## YOUR TASK
Turn the entries below into a Markdown table with the columns Row and Line, covering everything from the line containing "wall and supply box coordinates for each." down to the line containing "[0,284,95,331]", both included. Number each row, skip blank lines, and leave the pictures out.

## EXTRACTED RECORDS
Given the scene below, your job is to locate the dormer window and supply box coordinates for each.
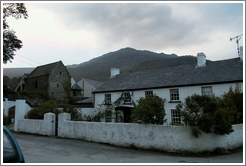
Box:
[170,89,179,101]
[104,94,111,104]
[122,92,132,103]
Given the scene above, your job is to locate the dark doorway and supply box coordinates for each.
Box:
[115,105,133,123]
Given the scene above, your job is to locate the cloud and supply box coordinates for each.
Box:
[3,1,244,65]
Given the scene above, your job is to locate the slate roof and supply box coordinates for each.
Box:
[72,83,82,90]
[84,78,103,88]
[93,58,243,93]
[27,61,62,79]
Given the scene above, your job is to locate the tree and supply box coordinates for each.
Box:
[176,94,233,137]
[3,3,28,64]
[220,85,243,124]
[131,95,166,124]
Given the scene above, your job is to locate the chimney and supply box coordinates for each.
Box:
[110,68,120,78]
[196,52,206,67]
[239,46,243,60]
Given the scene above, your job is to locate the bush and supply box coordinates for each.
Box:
[27,100,60,119]
[62,105,82,121]
[176,94,233,138]
[131,95,166,124]
[3,115,11,125]
[220,85,243,124]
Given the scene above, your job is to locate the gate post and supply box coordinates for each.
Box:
[43,112,56,136]
[14,98,26,131]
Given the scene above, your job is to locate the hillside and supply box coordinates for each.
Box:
[3,47,201,81]
[68,48,196,81]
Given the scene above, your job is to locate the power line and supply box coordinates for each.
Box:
[15,57,36,67]
[18,55,41,65]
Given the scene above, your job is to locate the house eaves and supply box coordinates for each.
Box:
[26,61,61,79]
[93,58,243,93]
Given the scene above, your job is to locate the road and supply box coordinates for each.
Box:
[14,132,244,164]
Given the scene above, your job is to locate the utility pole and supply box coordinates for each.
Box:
[230,34,243,56]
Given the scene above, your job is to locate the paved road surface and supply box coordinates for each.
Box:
[14,133,243,164]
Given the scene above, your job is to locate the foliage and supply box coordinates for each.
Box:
[7,77,21,90]
[62,77,74,103]
[27,100,61,119]
[131,95,166,124]
[83,115,100,122]
[19,90,51,107]
[3,115,11,125]
[3,3,28,64]
[63,105,82,121]
[220,85,243,124]
[176,94,233,138]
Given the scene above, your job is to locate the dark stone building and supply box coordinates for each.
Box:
[25,61,71,103]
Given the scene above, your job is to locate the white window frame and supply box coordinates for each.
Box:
[170,89,179,101]
[122,92,132,103]
[171,109,181,124]
[104,93,111,104]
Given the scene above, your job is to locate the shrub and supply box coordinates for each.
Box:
[176,94,233,138]
[27,100,60,119]
[62,105,82,121]
[131,95,166,124]
[3,115,11,125]
[220,85,243,124]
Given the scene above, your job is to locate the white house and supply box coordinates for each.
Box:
[93,48,243,124]
[77,78,102,98]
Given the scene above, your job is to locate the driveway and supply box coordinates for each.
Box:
[14,132,243,164]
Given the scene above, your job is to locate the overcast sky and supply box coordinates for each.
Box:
[1,1,245,68]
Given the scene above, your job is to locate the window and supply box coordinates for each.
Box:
[145,91,153,97]
[104,94,111,104]
[171,109,181,124]
[170,89,179,101]
[35,80,38,88]
[202,86,213,95]
[105,110,112,122]
[122,92,132,103]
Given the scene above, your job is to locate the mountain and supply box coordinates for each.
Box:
[68,47,200,81]
[3,47,201,81]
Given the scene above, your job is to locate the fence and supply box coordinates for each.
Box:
[11,100,244,152]
[58,113,243,152]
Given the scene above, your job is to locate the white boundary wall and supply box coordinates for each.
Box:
[58,113,243,152]
[15,113,56,136]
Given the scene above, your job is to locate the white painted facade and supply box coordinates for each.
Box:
[94,82,243,125]
[77,79,101,98]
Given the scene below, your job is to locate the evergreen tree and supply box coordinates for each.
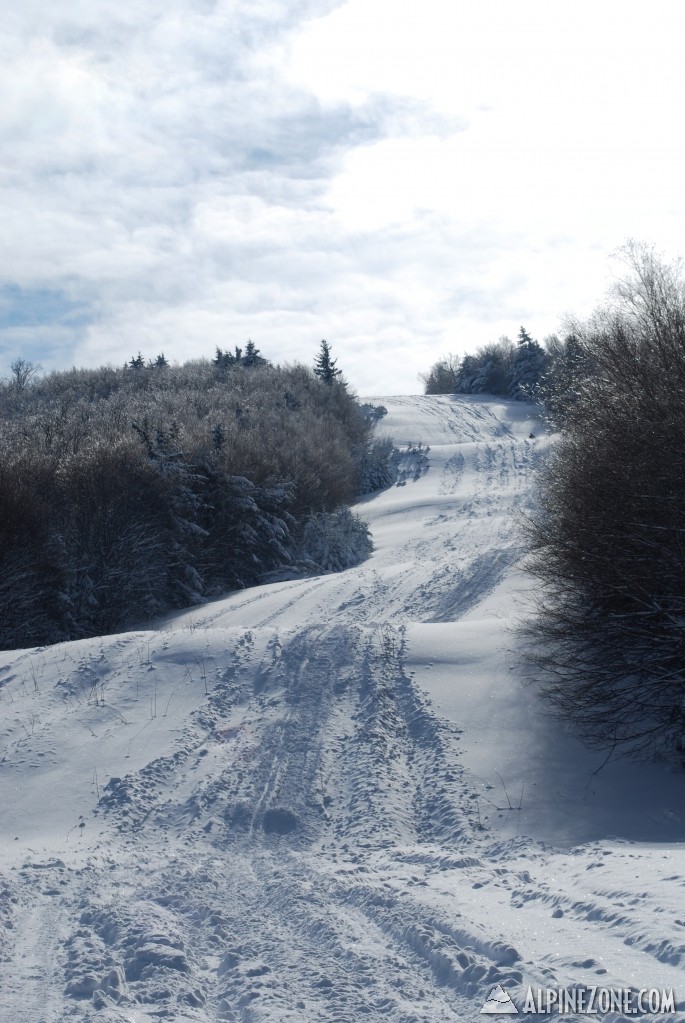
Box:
[314,341,341,387]
[242,341,267,367]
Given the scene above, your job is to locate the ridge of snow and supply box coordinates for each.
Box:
[0,396,685,1023]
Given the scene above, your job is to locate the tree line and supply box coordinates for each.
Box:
[0,342,394,648]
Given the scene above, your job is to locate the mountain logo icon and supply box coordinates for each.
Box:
[481,984,518,1016]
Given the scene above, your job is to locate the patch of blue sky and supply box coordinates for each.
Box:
[0,284,95,331]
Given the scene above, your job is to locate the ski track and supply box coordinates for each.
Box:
[0,398,685,1023]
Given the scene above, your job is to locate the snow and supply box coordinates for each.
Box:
[0,396,685,1023]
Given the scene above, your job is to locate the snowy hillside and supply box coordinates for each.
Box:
[0,397,685,1023]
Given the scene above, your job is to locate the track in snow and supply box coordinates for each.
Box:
[0,398,685,1023]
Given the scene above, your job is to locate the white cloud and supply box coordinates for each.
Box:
[0,0,685,391]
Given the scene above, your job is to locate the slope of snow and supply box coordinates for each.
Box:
[0,397,685,1023]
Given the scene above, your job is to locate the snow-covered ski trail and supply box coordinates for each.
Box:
[0,397,685,1023]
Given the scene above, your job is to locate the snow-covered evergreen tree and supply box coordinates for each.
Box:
[314,341,341,387]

## REPLY TO THE EXERCISE
| Row | Line |
|---|---|
| 1 | Given the scene above, your job is to locate the white boundary wall and supply box coordinates for each. |
| 2 | Box: |
| 3 | [58,113,243,152] |
| 4 | [15,113,56,136] |
| 5 | Given the scene above, your job is to locate the white painted facade and supply box coordinates for each. |
| 6 | Box: |
| 7 | [94,82,243,125] |
| 8 | [77,79,101,98] |
| 9 | Given the scene below, your job is to locate the evergreen tree and supply box coordinates for each. |
| 10 | Box: |
| 11 | [314,341,341,387] |
| 12 | [242,341,267,367] |
| 13 | Given the scene above, your job is to locate the ridge of snow and supply box coordinates for each. |
| 14 | Box: |
| 15 | [0,396,685,1023] |
| 16 | Given the scene above, your job is to locate the tree line and supply box coordinates for each. |
| 17 | Box: |
| 18 | [0,342,394,648] |
| 19 | Given the scene above, your job is to locate the mountain logo icon and supply box coordinates for each. |
| 20 | Box: |
| 21 | [481,984,518,1016] |
| 22 | Given the scene above, your job is to locate the patch of blue sky and supply box coordinates for each. |
| 23 | Box: |
| 24 | [0,284,95,331] |